**Extrait du texte**

======

Comme tout le peuple de droite, j’ai vécu la matinée du 1er mars dans la plus grande anxiété.  Croyant encore dans mon candidat et redoutant le pire, je suis parti au travail pour découvrir chaque heure une rumeur plus folle que l’autre – Mediapart ayant le pompon avec sa fausse information, corrigée depuis, d’une mise en garde à vue de l’épouse du candidat. 

L’attention du monde entier était braquée sur cet immeuble sans âme de la rue Firmin Gillot. Même les marchés financiers retenaient leur souffle. L’information comme quoi vous serez bien mis en examen, dans un exercice judiciaire d’une célérité jamais vue, avait fuité depuis et j’attendais comme nombre de mes camarades que vous vous retiriez ainsi que vous l’aviez annoncé publiquement au mois d’août 2016 sur BFM TV :

“Si j’étais mis en examen, je considérerais que je ne suis pas en mesure d’assurer la direction du pays dans des conditions exemplaires. C’est une question morale.”

Et plus récemment, le 26 janvier dernier, sur TF1 : “Il n’y a qu’une seule chose qui m’empêcherait d’être candidat c’est si mon honneur était atteint, si j’étais mis en examen.”

Seulement voilà, vous avez choisi de vous maintenir, revenant complètement sur vos déclarations passées et préférant la stratégie de la terre brûlée à celle d’une décision douloureuse, j’en conviens, mais honorable.

======

Un bloc de données:
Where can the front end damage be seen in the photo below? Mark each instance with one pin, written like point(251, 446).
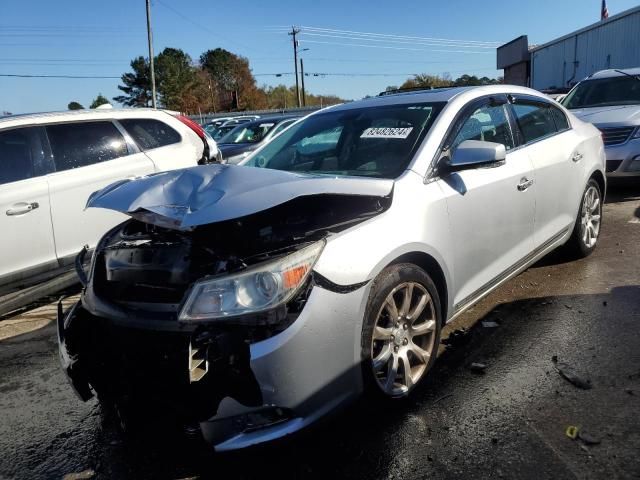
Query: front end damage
point(243, 379)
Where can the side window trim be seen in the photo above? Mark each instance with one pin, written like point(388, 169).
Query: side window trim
point(41, 166)
point(515, 98)
point(81, 122)
point(462, 116)
point(132, 147)
point(141, 147)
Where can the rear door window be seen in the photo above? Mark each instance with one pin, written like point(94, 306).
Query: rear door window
point(149, 133)
point(560, 118)
point(77, 145)
point(535, 120)
point(21, 154)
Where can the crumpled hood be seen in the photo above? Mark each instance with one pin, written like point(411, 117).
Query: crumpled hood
point(182, 199)
point(615, 115)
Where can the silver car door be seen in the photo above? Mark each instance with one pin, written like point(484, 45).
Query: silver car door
point(491, 209)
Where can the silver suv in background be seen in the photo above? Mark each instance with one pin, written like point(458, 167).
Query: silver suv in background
point(610, 100)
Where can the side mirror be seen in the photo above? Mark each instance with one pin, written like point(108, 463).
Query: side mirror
point(475, 153)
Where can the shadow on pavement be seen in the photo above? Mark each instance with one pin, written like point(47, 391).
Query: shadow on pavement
point(622, 190)
point(459, 424)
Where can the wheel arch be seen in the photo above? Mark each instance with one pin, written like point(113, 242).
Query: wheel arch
point(435, 271)
point(599, 177)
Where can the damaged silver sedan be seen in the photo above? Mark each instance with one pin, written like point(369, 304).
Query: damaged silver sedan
point(250, 301)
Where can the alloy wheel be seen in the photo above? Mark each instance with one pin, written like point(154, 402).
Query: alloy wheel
point(403, 338)
point(590, 216)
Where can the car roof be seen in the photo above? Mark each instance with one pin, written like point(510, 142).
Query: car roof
point(436, 95)
point(614, 73)
point(262, 120)
point(79, 115)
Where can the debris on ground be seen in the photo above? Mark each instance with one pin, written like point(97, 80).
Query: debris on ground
point(478, 367)
point(569, 374)
point(457, 337)
point(490, 324)
point(85, 474)
point(574, 432)
point(571, 432)
point(588, 439)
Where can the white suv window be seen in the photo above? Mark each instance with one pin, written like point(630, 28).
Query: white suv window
point(80, 144)
point(21, 155)
point(149, 133)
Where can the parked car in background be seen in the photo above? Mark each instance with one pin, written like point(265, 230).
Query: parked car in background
point(222, 126)
point(237, 144)
point(610, 99)
point(221, 131)
point(50, 163)
point(249, 301)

======

**Consigne 1**
Répondez à ces questions sur l'extrait :
(a) Sur quelle chaîne le candidat s'est-il exprimé au mois d'août 2016 ?
(b) À quelle date s'est-il exprimé sur TF1 ?
(c) Dans quelle rue se trouve l'immeuble sur lequel l'attention du monde entier était braquée ?
**Consigne 2**
Pouvez-vous réécrire les données, de la ligne contenant « Where can the alloy » jusqu'à la fin, en remplaçant « pin » par « marker » sans rien modifier d'autre ?

**Réponse 1**
(a) Sur BFM TV.
(b) Le 26 janvier.
(c) Rue Firmin Gillot.

**Réponse 2**
Where can the alloy wheel be seen in the photo above? Mark each instance with one marker, written like point(154, 402).
Query: alloy wheel
point(403, 338)
point(590, 216)
Where can the car roof be seen in the photo above? Mark each instance with one marker, written like point(510, 142).
Query: car roof
point(436, 95)
point(614, 73)
point(262, 120)
point(79, 115)
Where can the debris on ground be seen in the photo above? Mark each instance with one marker, written like point(97, 80).
Query: debris on ground
point(478, 367)
point(569, 374)
point(457, 337)
point(490, 324)
point(85, 474)
point(574, 432)
point(571, 432)
point(588, 439)
Where can the white suv window be seen in the photo above? Mark each instance with one marker, written like point(630, 28).
Query: white suv window
point(80, 144)
point(21, 155)
point(149, 133)
Where can the parked car in background be seen in the photo above? Mark each instance with one marker, written like point(265, 230).
Query: parked car in background
point(222, 126)
point(237, 144)
point(610, 99)
point(221, 131)
point(50, 163)
point(249, 301)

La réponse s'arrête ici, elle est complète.